* [YOUR ASSIGNMENT]: From the listing below, pull out the lines that hold "entirely".

%%

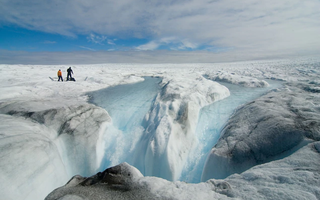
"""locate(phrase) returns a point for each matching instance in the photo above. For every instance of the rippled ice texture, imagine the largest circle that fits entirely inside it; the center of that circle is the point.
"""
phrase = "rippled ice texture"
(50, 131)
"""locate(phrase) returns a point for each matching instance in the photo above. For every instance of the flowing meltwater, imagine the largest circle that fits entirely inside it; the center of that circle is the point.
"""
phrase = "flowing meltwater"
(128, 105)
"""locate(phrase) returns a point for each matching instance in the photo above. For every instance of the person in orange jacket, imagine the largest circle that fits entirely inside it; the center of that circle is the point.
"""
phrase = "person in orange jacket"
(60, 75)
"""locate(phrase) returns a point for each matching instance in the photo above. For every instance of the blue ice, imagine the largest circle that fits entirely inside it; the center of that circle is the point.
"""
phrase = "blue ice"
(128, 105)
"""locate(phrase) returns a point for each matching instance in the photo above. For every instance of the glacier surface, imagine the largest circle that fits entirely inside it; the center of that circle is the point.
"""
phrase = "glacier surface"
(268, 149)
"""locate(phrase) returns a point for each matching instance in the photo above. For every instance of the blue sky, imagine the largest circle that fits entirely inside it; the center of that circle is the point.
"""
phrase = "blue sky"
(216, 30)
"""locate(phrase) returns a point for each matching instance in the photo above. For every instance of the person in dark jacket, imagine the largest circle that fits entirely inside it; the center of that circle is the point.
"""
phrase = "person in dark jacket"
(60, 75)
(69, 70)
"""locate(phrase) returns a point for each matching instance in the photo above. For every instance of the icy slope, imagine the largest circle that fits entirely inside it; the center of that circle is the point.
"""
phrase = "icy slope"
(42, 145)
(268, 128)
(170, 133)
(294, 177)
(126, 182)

%%
%%

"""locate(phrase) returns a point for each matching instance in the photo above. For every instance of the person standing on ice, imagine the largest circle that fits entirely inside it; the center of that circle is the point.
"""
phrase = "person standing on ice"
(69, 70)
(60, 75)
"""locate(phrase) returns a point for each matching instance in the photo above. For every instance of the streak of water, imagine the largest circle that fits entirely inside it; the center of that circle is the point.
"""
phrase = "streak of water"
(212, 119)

%%

* [RESULT BELOW]:
"""locate(phrase) returns a point for each matching instance in the photo above. For every instance of the rippled ice texture, imagine the largest circle that fits entirely inside it; the center of that circle is the point.
"""locate(phrase) returns a point for each matching instance in the photo above. For every instance of the flowing meltwater, imagine the largest circle that fits entirely inside it; the center of that circle is the point.
"""locate(phrase) returns a point for each matching instance in the photo above. For every instance of the person in orange jacket, imagine the largest circle that fits entirely inside it; the center of that circle is the point.
"""locate(phrase) returns a point for each matching instance in the photo above. For every instance of the blue ice, imagine the largest circle that fits entirely inside it; the center of that circle is the point.
"""locate(phrase) returns a point for each matching instance in the photo above. For every instance of the glacier surface, imagine the largest circle that fits entirely inside it; the center of that circle is the point.
"""locate(phrase) returns a point for each matching instance in the photo above. For every instance of the blue sky, imagine the largest circle that fits entirely inside it; the center of that circle is the point.
"""locate(phrase) returns a point for each matching instance in the photo above. For every instance of the person in dark jacket, imagine the largest circle that fits entirely inside it; the center of that circle is the point.
"""locate(phrase) returns a point for each matching instance in the photo above. For every instance of the icy slope, imagine the largest circle that fits entirely inside it; the center of that circle is the point.
"""locate(phrase) returns a point for each matching instance in the photo above. For every instance of the person standing on ice, imagine the largest circle that fits entirely inside it; the center of that circle is the point.
"""locate(phrase) returns a point for each matching instance in the photo above. For every instance of the streak of water, imagine the largest circle that fits entirely inside it; the center of that circle is the point.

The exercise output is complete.